**** Records for this task

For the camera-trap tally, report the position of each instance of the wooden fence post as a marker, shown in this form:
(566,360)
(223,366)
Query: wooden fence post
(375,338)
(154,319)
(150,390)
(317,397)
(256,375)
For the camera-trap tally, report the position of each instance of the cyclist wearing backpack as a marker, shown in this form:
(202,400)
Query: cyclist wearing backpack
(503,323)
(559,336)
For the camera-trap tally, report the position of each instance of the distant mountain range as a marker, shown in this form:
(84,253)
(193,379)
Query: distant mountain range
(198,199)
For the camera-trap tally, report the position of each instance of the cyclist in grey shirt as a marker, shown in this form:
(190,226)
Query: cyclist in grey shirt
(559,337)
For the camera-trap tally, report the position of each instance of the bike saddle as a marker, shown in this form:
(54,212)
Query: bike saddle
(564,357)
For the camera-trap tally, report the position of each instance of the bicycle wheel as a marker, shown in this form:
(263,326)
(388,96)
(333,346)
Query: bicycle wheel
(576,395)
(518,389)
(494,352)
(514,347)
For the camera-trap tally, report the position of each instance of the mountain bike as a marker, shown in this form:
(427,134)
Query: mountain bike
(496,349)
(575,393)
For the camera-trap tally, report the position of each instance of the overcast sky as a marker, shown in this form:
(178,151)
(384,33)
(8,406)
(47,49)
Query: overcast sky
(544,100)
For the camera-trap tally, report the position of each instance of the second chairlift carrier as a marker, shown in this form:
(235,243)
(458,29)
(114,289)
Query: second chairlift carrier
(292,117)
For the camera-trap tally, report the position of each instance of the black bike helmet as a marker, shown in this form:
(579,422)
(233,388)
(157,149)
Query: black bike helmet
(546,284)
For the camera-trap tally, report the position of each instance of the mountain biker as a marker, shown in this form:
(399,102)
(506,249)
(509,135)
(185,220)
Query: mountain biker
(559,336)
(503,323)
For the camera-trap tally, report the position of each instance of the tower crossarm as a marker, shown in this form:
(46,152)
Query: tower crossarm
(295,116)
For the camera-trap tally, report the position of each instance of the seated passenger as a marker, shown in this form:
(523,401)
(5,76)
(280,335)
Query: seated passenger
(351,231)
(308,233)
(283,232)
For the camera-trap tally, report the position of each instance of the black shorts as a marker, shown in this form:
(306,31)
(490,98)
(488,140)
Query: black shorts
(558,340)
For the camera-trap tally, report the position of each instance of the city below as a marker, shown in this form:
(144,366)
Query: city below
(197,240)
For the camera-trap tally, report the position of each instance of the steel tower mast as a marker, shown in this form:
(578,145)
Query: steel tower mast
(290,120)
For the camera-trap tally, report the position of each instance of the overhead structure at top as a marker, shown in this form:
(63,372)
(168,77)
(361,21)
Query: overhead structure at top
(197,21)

********

What you will do
Once more, set down the full listing, verbatim.

Task output
For the camera-trap tally, report the position of each instance of the wooden fence post as a marker, shown in this form:
(566,360)
(223,366)
Query: wooden fence post
(375,338)
(154,319)
(150,390)
(317,397)
(256,375)
For the camera-trap tally, report the position of each instance of the cyclist wearing backpack as a marker, shown in this form:
(202,400)
Query: cyclist wearing backpack
(503,323)
(559,336)
For the camera-trap tally, report the position of each instance of the distant mountain range as a marker, shown in this form:
(84,253)
(193,379)
Query: distant mountain range
(198,199)
For the camera-trap tally, report the position of each instance of the cyclist in grey shirt as a marker, shown in this form:
(190,226)
Query: cyclist in grey shirt
(559,337)
For the camera-trap tally, report the position of each instance of the bike saddle as a marker, shown in this form:
(54,212)
Query: bike saddle
(564,357)
For the camera-trap tally, report the position of each instance of the bicycle wheel as a marker, shown in this form:
(263,326)
(388,96)
(333,346)
Query: bicycle wheel
(576,395)
(518,389)
(494,352)
(514,347)
For the camera-trap tally, report the position of each instance of the mountain bike as a marker, shown in this form:
(427,134)
Query: mountain bike
(496,349)
(575,393)
For the camera-trap tally, report the position of each instance of the overcast sky as a marker, shown in this form:
(178,151)
(384,33)
(8,406)
(47,49)
Query: overcast sky
(544,100)
For the camera-trap tally, report the position of each instance of the second chairlift carrier as a marker, shown in this form:
(235,243)
(458,29)
(114,289)
Query: second chairlift carrier
(292,117)
For the camera-trap tally, report the position of each instance of the black bike helmet as a marker, shown in this form:
(579,422)
(233,388)
(157,149)
Query: black bike helmet
(546,284)
For the camera-trap tally, report the position of each instance of the mountain biker as a marker, shown in this form:
(399,102)
(506,249)
(509,135)
(185,220)
Query: mountain biker
(559,336)
(503,323)
For the camera-trap tally, report the position of each instance of the tower crossarm as a marker, shown in this form:
(46,152)
Query: tower crossarm
(295,116)
For the camera-trap tally, report the position of each instance of the seated passenger as a marker, shown in this form:
(523,401)
(5,76)
(280,335)
Query: seated passenger
(351,231)
(308,233)
(283,232)
For the camera-trap tally, report the position of each instance of the black shorts as a marker, shown in this form:
(306,31)
(490,98)
(488,140)
Query: black shorts
(558,340)
For the camera-trap tally, report the position of each instance of the city below as a marker, shown in this form:
(144,366)
Query: city below
(197,240)
For the camera-trap tally, report the position of each instance of the steel tower mast as a marker, shown in this form:
(578,145)
Query: steel tower mast
(290,120)
For the camera-trap tally, report the position of each instance of the overhead structure at top as a marker, shown in this form:
(63,372)
(168,77)
(361,21)
Query: overhead structure at top
(197,21)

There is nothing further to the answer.